▶ REQUIREMENT:
Please answer these questions from the GPT-J text:
(a) Under what license is GPT-J released?
(b) What does the "6B" in the model's name refer to?
(c) Besides being decoder-only, what kind of transformer model does the architecture section call GPT-J?

▶ SELECTED TEXT:
- Logo
- Developer: EleutherAI
- Initial release: June 9, 2021; 4 years ago
- Type: Large language model; Generative pre-trained transformer; Foundation model;
- License: Apache License 2.0
- Website: 6b.eleuther.ai

= GPT-J =

Large language model developed by EleutherAI

GPT-J or GPT-J-6B is an open-source large language model (LLM) developed by EleutherAI in 2021. As the name suggests, it is a generative pre-trained transformer model designed to produce human-like text that continues from a prompt. The optional "6B" in the name refers to the fact that it has 6 billion parameters. The model is available on GitHub, but the web interface no longer communicates with the model. Development stopped in 2021.

==Architecture==

GPT-J is a GPT-3-like model with 6 billion parameters. Like GPT-3, it is an autoregressive, decoder-only transformer model designed to solve natural language processing (NLP) tasks by predicting how a piece of text will continue.

▶ ENTRIES SUPPLIED:
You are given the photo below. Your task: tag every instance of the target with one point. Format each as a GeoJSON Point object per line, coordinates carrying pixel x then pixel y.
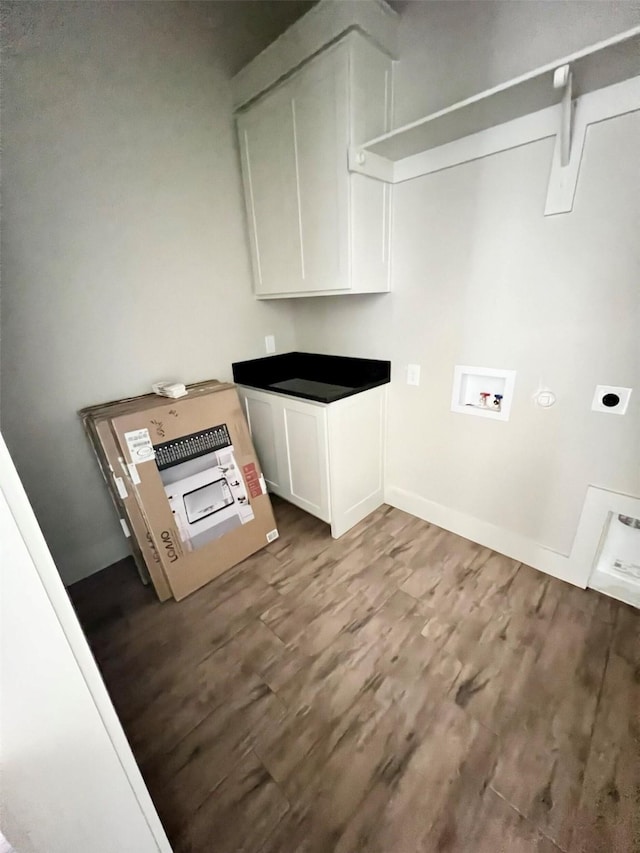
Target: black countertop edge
{"type": "Point", "coordinates": [312, 376]}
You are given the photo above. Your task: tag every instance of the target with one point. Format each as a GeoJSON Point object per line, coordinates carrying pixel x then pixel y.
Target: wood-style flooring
{"type": "Point", "coordinates": [398, 690]}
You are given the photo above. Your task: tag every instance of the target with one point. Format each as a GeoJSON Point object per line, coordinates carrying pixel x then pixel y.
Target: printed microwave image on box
{"type": "Point", "coordinates": [204, 486]}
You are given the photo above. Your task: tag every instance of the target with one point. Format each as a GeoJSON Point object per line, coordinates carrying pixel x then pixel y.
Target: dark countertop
{"type": "Point", "coordinates": [323, 378]}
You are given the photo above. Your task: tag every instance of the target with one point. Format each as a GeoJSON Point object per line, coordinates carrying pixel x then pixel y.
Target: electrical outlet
{"type": "Point", "coordinates": [413, 374]}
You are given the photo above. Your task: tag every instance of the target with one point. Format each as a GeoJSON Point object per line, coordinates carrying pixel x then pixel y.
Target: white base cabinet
{"type": "Point", "coordinates": [328, 459]}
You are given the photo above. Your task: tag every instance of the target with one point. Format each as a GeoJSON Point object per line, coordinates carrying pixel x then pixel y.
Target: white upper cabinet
{"type": "Point", "coordinates": [269, 170]}
{"type": "Point", "coordinates": [315, 228]}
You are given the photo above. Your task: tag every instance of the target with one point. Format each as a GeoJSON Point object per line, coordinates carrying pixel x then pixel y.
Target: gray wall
{"type": "Point", "coordinates": [480, 277]}
{"type": "Point", "coordinates": [124, 257]}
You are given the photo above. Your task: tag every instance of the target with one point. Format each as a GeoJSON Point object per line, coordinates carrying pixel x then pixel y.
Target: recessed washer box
{"type": "Point", "coordinates": [483, 391]}
{"type": "Point", "coordinates": [611, 398]}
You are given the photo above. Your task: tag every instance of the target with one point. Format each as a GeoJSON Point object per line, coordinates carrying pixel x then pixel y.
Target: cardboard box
{"type": "Point", "coordinates": [196, 480]}
{"type": "Point", "coordinates": [96, 420]}
{"type": "Point", "coordinates": [124, 499]}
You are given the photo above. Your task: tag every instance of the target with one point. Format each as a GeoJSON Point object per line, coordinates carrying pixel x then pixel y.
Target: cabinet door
{"type": "Point", "coordinates": [270, 181]}
{"type": "Point", "coordinates": [305, 436]}
{"type": "Point", "coordinates": [321, 134]}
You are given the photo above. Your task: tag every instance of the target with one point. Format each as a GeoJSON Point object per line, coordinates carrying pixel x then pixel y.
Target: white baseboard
{"type": "Point", "coordinates": [503, 541]}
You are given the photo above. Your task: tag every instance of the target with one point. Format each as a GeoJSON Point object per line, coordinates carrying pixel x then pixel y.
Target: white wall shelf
{"type": "Point", "coordinates": [483, 391]}
{"type": "Point", "coordinates": [558, 99]}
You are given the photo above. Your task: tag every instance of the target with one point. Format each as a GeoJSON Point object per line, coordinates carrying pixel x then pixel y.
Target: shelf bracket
{"type": "Point", "coordinates": [567, 151]}
{"type": "Point", "coordinates": [372, 165]}
{"type": "Point", "coordinates": [563, 79]}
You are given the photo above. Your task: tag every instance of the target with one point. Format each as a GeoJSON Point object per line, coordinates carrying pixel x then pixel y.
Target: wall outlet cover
{"type": "Point", "coordinates": [413, 374]}
{"type": "Point", "coordinates": [611, 398]}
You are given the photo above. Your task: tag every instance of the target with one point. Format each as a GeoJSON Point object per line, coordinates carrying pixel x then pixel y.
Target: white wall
{"type": "Point", "coordinates": [481, 277]}
{"type": "Point", "coordinates": [124, 256]}
{"type": "Point", "coordinates": [69, 779]}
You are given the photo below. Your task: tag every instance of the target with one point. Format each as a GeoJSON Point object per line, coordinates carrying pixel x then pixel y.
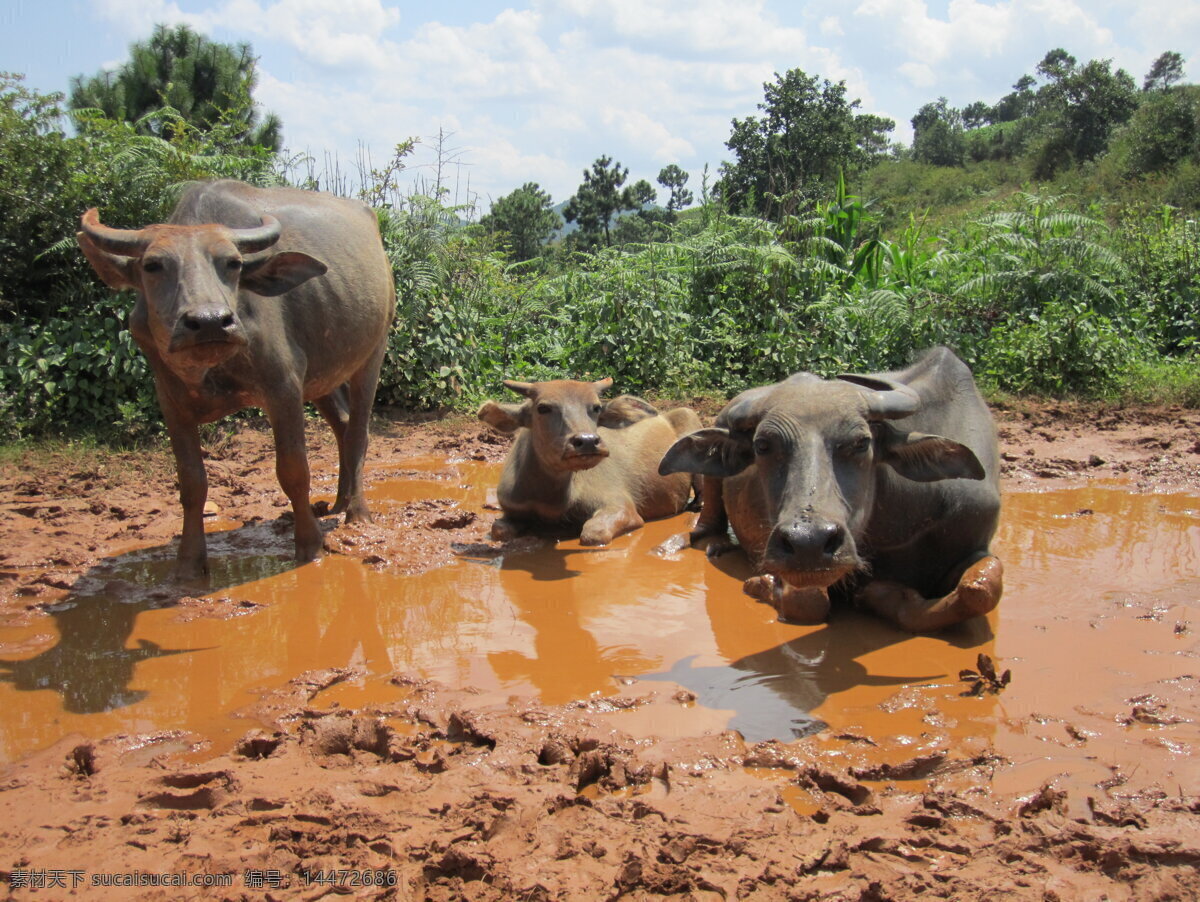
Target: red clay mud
{"type": "Point", "coordinates": [515, 723]}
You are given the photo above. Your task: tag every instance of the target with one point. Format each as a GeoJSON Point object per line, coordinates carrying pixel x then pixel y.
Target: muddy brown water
{"type": "Point", "coordinates": [1098, 625]}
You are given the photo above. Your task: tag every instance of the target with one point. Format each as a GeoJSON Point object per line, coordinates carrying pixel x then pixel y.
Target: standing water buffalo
{"type": "Point", "coordinates": [265, 298]}
{"type": "Point", "coordinates": [579, 462]}
{"type": "Point", "coordinates": [823, 492]}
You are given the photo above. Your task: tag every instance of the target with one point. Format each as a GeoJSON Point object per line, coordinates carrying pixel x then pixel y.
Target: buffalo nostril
{"type": "Point", "coordinates": [835, 535]}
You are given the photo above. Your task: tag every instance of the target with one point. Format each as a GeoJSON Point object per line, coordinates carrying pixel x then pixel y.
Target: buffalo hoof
{"type": "Point", "coordinates": [793, 606]}
{"type": "Point", "coordinates": [191, 571]}
{"type": "Point", "coordinates": [503, 530]}
{"type": "Point", "coordinates": [802, 606]}
{"type": "Point", "coordinates": [594, 536]}
{"type": "Point", "coordinates": [977, 593]}
{"type": "Point", "coordinates": [719, 546]}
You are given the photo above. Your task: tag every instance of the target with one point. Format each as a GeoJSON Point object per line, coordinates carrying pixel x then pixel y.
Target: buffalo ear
{"type": "Point", "coordinates": [709, 452]}
{"type": "Point", "coordinates": [925, 458]}
{"type": "Point", "coordinates": [275, 274]}
{"type": "Point", "coordinates": [114, 270]}
{"type": "Point", "coordinates": [504, 418]}
{"type": "Point", "coordinates": [625, 410]}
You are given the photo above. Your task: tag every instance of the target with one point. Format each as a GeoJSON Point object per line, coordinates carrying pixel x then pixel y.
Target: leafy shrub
{"type": "Point", "coordinates": [78, 372]}
{"type": "Point", "coordinates": [1063, 348]}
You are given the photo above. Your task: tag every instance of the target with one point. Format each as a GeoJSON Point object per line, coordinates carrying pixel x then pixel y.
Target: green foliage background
{"type": "Point", "coordinates": [1084, 284]}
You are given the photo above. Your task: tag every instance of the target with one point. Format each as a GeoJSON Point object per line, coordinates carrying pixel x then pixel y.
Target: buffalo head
{"type": "Point", "coordinates": [190, 277]}
{"type": "Point", "coordinates": [564, 418]}
{"type": "Point", "coordinates": [814, 448]}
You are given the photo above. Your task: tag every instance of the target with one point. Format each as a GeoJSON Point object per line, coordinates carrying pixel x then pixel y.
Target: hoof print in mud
{"type": "Point", "coordinates": [984, 678]}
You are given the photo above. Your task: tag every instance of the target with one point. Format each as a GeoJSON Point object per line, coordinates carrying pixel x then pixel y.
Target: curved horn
{"type": "Point", "coordinates": [126, 242]}
{"type": "Point", "coordinates": [526, 389]}
{"type": "Point", "coordinates": [886, 400]}
{"type": "Point", "coordinates": [259, 238]}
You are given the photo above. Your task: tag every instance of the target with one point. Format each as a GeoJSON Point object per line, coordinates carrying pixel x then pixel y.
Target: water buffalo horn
{"type": "Point", "coordinates": [885, 398]}
{"type": "Point", "coordinates": [126, 242]}
{"type": "Point", "coordinates": [257, 239]}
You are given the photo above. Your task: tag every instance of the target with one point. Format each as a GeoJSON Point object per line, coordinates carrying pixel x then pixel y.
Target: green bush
{"type": "Point", "coordinates": [81, 373]}
{"type": "Point", "coordinates": [1062, 349]}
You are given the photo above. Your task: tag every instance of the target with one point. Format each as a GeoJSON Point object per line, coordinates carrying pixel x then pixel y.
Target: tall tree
{"type": "Point", "coordinates": [204, 80]}
{"type": "Point", "coordinates": [526, 217]}
{"type": "Point", "coordinates": [937, 134]}
{"type": "Point", "coordinates": [1167, 70]}
{"type": "Point", "coordinates": [1079, 108]}
{"type": "Point", "coordinates": [790, 155]}
{"type": "Point", "coordinates": [599, 198]}
{"type": "Point", "coordinates": [673, 179]}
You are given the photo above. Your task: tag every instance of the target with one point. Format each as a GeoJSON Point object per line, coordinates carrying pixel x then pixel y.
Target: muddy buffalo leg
{"type": "Point", "coordinates": [192, 561]}
{"type": "Point", "coordinates": [796, 606]}
{"type": "Point", "coordinates": [361, 396]}
{"type": "Point", "coordinates": [292, 469]}
{"type": "Point", "coordinates": [977, 593]}
{"type": "Point", "coordinates": [610, 522]}
{"type": "Point", "coordinates": [334, 409]}
{"type": "Point", "coordinates": [713, 522]}
{"type": "Point", "coordinates": [503, 529]}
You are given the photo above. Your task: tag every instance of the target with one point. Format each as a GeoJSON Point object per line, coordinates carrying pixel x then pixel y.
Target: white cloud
{"type": "Point", "coordinates": [136, 18]}
{"type": "Point", "coordinates": [340, 34]}
{"type": "Point", "coordinates": [831, 26]}
{"type": "Point", "coordinates": [540, 89]}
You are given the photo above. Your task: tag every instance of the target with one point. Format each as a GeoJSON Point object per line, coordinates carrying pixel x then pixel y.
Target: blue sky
{"type": "Point", "coordinates": [538, 89]}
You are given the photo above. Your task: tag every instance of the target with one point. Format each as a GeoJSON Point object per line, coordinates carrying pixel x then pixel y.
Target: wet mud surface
{"type": "Point", "coordinates": [465, 720]}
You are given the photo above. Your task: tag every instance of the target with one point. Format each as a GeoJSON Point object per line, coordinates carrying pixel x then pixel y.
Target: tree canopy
{"type": "Point", "coordinates": [791, 155]}
{"type": "Point", "coordinates": [526, 217]}
{"type": "Point", "coordinates": [204, 80]}
{"type": "Point", "coordinates": [601, 197]}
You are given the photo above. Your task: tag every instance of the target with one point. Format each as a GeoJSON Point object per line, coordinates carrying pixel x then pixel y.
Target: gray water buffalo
{"type": "Point", "coordinates": [265, 298]}
{"type": "Point", "coordinates": [582, 463]}
{"type": "Point", "coordinates": [825, 492]}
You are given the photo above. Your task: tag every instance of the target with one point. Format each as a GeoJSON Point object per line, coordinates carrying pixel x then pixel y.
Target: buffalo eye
{"type": "Point", "coordinates": [857, 446]}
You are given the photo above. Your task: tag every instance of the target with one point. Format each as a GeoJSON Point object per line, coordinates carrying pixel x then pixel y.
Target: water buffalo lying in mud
{"type": "Point", "coordinates": [825, 492]}
{"type": "Point", "coordinates": [265, 298]}
{"type": "Point", "coordinates": [579, 462]}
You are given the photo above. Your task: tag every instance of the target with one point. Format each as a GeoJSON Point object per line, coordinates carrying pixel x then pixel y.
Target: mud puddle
{"type": "Point", "coordinates": [1098, 625]}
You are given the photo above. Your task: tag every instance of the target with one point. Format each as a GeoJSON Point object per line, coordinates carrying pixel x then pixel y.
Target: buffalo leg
{"type": "Point", "coordinates": [977, 593]}
{"type": "Point", "coordinates": [192, 561]}
{"type": "Point", "coordinates": [610, 522]}
{"type": "Point", "coordinates": [713, 522]}
{"type": "Point", "coordinates": [334, 409]}
{"type": "Point", "coordinates": [503, 529]}
{"type": "Point", "coordinates": [796, 606]}
{"type": "Point", "coordinates": [292, 469]}
{"type": "Point", "coordinates": [361, 389]}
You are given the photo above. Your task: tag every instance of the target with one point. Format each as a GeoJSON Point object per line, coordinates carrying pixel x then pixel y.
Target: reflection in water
{"type": "Point", "coordinates": [91, 665]}
{"type": "Point", "coordinates": [563, 621]}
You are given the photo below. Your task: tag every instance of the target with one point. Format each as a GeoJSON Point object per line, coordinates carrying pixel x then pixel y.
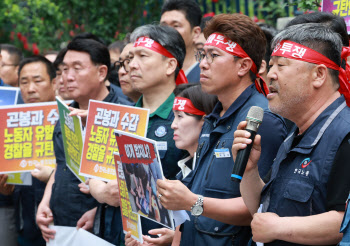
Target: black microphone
{"type": "Point", "coordinates": [254, 119]}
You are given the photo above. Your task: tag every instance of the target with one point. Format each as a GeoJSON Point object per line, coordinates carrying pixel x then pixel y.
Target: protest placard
{"type": "Point", "coordinates": [131, 221]}
{"type": "Point", "coordinates": [26, 136]}
{"type": "Point", "coordinates": [142, 169]}
{"type": "Point", "coordinates": [72, 137]}
{"type": "Point", "coordinates": [8, 95]}
{"type": "Point", "coordinates": [100, 144]}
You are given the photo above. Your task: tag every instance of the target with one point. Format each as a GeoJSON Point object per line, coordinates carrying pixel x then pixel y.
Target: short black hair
{"type": "Point", "coordinates": [38, 58]}
{"type": "Point", "coordinates": [334, 22]}
{"type": "Point", "coordinates": [98, 52]}
{"type": "Point", "coordinates": [190, 8]}
{"type": "Point", "coordinates": [117, 45]}
{"type": "Point", "coordinates": [204, 22]}
{"type": "Point", "coordinates": [270, 32]}
{"type": "Point", "coordinates": [166, 36]}
{"type": "Point", "coordinates": [59, 58]}
{"type": "Point", "coordinates": [15, 53]}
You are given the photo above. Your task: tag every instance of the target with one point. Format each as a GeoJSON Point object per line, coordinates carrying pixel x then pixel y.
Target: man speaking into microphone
{"type": "Point", "coordinates": [229, 65]}
{"type": "Point", "coordinates": [303, 200]}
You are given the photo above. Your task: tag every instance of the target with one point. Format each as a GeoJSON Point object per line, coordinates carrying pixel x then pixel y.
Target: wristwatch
{"type": "Point", "coordinates": [197, 208]}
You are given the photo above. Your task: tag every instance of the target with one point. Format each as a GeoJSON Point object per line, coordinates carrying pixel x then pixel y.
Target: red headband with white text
{"type": "Point", "coordinates": [219, 41]}
{"type": "Point", "coordinates": [185, 105]}
{"type": "Point", "coordinates": [289, 49]}
{"type": "Point", "coordinates": [157, 47]}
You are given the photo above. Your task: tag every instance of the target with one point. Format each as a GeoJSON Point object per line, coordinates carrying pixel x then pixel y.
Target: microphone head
{"type": "Point", "coordinates": [255, 114]}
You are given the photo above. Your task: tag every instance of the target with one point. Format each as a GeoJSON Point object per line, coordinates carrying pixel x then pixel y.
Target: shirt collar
{"type": "Point", "coordinates": [234, 106]}
{"type": "Point", "coordinates": [163, 110]}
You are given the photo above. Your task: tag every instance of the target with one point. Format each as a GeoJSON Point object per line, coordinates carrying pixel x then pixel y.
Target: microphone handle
{"type": "Point", "coordinates": [242, 159]}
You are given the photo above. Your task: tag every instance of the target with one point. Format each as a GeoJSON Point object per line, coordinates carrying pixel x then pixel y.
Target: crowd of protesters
{"type": "Point", "coordinates": [295, 187]}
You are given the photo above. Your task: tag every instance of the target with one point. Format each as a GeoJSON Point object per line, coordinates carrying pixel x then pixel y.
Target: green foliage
{"type": "Point", "coordinates": [49, 24]}
{"type": "Point", "coordinates": [42, 25]}
{"type": "Point", "coordinates": [308, 5]}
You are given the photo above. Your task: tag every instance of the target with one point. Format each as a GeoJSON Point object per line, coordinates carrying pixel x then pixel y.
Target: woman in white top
{"type": "Point", "coordinates": [191, 104]}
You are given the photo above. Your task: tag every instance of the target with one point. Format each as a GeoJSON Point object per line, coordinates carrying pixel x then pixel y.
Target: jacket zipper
{"type": "Point", "coordinates": [206, 176]}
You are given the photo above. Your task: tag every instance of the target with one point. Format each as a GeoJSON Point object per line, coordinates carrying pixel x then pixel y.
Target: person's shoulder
{"type": "Point", "coordinates": [117, 96]}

▶ COMPLETED EXERCISE:
(a) Apache License 2.0
(b) Its 6 billion parameters
(c) Autoregressive